==== Data for this task

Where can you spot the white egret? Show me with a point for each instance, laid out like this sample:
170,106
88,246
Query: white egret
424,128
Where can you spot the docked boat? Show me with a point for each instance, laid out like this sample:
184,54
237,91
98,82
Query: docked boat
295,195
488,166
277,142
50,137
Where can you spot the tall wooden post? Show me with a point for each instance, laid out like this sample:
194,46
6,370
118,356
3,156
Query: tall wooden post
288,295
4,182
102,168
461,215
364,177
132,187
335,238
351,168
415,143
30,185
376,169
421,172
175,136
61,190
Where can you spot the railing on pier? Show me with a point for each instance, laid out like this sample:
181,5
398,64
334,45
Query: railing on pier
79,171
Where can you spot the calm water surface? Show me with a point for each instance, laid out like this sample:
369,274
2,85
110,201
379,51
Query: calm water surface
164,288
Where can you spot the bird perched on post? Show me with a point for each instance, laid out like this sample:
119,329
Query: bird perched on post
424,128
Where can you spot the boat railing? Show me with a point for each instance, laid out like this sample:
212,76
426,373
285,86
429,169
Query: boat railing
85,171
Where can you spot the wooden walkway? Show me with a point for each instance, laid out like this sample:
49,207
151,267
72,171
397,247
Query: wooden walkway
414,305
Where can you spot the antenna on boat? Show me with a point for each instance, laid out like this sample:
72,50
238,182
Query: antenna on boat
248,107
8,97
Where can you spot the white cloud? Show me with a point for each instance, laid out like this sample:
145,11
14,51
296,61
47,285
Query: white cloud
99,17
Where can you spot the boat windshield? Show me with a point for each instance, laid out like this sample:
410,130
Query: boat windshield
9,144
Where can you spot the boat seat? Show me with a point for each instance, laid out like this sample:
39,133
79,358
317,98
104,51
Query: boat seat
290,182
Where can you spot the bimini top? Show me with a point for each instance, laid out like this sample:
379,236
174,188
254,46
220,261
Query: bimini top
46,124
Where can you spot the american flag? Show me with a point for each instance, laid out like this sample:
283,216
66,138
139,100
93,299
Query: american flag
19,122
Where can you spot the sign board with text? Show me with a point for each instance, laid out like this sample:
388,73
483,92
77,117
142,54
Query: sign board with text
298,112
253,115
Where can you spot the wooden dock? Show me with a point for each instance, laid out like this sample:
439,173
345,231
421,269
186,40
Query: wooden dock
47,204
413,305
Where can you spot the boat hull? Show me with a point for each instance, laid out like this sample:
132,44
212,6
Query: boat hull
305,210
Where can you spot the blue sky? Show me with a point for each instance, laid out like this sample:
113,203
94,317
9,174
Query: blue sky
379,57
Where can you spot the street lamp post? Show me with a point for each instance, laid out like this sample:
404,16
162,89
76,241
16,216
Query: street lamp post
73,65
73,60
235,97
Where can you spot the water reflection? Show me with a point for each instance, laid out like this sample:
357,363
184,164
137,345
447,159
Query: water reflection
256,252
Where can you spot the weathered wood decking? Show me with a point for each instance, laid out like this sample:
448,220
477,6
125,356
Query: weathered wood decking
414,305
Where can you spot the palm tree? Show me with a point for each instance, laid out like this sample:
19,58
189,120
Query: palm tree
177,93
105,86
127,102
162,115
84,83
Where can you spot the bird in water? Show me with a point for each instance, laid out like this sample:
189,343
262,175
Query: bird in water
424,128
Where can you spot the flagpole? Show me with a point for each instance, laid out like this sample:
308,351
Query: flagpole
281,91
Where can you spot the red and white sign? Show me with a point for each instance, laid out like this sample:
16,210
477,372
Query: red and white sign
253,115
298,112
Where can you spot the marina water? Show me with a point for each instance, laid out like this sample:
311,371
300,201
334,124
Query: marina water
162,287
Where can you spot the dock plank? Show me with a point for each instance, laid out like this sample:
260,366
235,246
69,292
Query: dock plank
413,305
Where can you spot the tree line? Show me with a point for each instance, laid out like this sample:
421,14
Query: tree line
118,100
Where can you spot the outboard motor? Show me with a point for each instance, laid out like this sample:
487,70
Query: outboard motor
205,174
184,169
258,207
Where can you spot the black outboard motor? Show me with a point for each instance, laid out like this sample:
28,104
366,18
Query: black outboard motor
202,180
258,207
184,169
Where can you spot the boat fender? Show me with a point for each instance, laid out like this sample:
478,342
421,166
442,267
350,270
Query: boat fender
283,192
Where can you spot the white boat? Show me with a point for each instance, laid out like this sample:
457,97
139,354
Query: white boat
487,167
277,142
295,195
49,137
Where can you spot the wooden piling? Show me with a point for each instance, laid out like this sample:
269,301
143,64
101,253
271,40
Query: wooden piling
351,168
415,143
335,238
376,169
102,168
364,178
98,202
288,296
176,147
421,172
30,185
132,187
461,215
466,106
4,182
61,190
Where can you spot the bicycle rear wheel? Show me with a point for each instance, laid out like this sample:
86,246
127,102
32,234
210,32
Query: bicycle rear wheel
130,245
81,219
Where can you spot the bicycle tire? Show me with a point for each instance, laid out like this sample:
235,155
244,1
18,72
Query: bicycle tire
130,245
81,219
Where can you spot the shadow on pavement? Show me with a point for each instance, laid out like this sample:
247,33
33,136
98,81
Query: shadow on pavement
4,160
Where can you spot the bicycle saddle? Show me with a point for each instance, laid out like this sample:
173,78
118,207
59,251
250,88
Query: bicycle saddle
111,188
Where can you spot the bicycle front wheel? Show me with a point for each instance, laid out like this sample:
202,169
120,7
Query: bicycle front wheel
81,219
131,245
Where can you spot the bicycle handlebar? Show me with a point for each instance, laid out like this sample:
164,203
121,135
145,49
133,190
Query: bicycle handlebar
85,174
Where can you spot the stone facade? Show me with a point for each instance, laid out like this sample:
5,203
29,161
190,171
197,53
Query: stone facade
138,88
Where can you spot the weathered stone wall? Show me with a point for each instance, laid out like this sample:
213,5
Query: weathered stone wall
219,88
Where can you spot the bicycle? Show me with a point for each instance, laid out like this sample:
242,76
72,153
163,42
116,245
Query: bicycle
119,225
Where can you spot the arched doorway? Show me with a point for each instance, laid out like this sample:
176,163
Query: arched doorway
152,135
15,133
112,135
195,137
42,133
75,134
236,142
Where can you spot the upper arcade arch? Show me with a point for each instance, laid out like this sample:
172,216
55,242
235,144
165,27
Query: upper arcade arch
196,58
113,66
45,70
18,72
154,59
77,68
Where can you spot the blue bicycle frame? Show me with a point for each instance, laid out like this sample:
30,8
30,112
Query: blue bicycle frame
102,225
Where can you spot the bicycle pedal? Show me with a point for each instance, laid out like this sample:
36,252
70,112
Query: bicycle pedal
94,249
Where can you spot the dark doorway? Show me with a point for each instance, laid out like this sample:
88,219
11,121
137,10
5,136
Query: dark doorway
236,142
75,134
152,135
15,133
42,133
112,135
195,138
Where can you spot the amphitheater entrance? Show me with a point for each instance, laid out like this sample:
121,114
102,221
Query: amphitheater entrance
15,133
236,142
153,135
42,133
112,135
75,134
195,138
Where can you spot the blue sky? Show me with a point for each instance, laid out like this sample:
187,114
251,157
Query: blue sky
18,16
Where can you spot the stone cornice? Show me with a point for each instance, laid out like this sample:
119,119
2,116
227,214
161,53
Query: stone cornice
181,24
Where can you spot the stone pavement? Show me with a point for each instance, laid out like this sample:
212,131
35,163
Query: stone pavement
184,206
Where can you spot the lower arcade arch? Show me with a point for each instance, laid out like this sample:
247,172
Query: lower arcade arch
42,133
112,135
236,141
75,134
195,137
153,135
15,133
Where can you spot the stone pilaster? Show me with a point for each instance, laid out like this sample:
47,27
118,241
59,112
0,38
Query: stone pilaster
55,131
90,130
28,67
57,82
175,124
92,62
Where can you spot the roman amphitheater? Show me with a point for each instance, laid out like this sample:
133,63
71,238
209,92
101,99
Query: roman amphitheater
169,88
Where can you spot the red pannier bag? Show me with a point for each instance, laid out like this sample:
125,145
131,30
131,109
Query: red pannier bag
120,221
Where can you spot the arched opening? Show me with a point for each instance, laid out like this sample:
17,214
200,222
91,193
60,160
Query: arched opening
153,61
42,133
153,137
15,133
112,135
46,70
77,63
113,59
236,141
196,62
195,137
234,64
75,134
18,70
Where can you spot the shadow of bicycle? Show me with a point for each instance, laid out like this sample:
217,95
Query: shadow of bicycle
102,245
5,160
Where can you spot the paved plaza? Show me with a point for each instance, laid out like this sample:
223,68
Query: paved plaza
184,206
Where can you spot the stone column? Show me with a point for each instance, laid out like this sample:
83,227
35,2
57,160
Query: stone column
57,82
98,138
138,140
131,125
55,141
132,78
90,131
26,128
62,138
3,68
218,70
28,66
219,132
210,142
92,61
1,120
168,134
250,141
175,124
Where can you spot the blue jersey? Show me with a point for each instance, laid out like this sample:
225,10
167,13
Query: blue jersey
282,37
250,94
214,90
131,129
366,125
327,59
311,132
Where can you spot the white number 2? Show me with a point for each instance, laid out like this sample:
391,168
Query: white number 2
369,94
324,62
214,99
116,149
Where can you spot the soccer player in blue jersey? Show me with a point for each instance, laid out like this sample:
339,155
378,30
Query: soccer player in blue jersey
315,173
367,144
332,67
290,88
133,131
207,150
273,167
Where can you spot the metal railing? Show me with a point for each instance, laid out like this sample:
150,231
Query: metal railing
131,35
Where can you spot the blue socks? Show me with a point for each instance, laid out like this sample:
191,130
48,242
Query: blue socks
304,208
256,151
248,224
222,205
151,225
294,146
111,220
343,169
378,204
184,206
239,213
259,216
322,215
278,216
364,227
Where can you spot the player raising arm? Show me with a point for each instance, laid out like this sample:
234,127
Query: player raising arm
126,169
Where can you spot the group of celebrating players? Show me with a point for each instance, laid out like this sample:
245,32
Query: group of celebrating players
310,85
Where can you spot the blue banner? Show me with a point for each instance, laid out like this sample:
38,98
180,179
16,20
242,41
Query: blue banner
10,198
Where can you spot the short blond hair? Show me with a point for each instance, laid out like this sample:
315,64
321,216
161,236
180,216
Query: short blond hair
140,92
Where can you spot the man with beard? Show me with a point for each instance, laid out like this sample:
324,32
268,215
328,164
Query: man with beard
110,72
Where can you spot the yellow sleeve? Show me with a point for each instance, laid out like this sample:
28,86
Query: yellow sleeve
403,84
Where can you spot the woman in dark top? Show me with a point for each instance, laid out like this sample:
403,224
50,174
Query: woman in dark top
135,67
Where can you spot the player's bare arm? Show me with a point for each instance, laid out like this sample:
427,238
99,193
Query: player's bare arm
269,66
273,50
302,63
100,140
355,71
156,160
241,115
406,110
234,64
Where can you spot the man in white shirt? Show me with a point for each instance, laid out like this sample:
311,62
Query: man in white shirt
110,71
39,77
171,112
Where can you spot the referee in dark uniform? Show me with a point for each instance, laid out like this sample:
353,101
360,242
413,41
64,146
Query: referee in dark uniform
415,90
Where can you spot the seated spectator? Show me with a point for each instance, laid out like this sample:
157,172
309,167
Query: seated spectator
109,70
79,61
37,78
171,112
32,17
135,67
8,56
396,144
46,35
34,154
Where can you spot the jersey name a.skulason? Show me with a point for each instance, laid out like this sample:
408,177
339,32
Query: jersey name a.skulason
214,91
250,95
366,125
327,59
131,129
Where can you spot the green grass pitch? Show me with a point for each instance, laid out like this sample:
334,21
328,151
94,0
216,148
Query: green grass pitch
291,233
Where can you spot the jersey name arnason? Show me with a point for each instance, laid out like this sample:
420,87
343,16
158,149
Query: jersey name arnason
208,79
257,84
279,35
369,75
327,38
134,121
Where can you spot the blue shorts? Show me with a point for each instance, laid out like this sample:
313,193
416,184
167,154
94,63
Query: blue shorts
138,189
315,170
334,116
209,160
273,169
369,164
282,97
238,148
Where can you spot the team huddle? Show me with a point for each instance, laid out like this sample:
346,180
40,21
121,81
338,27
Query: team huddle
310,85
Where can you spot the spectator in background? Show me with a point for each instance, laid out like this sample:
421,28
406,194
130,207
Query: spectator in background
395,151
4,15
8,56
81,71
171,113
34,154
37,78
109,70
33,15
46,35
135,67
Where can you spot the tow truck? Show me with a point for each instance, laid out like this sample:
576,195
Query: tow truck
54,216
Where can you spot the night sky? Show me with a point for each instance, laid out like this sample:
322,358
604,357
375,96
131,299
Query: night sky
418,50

========

• _What the task requires_
Each line from the beginning of the entries to the line with "Where can you spot the calm" must be repeated exactly, with both end lines kept and no other lines given.

• _Exercise output_
Where can you spot the white egret? Show me with a point for each instance, laid out like this sample:
170,106
88,246
Query: white egret
424,128
Where can you spot the docked boat? Show me with a point for each instance, laid out like this sample:
184,54
237,91
98,82
Query: docked boat
295,195
488,166
277,142
50,137
Where can you spot the tall wooden post? Show me with a point for each instance, laid out like this sample:
194,46
6,370
118,356
3,156
Query: tall wooden post
288,295
4,182
102,168
461,215
364,177
132,187
335,238
351,168
415,143
30,185
376,169
421,172
175,136
61,190
Where can you spot the railing on pier? Show me with a point for each instance, laid out like this sample:
181,5
398,64
334,45
Query: railing on pier
79,171
Where can you spot the calm water surface? Show me with a point for each instance, laid out like this sample:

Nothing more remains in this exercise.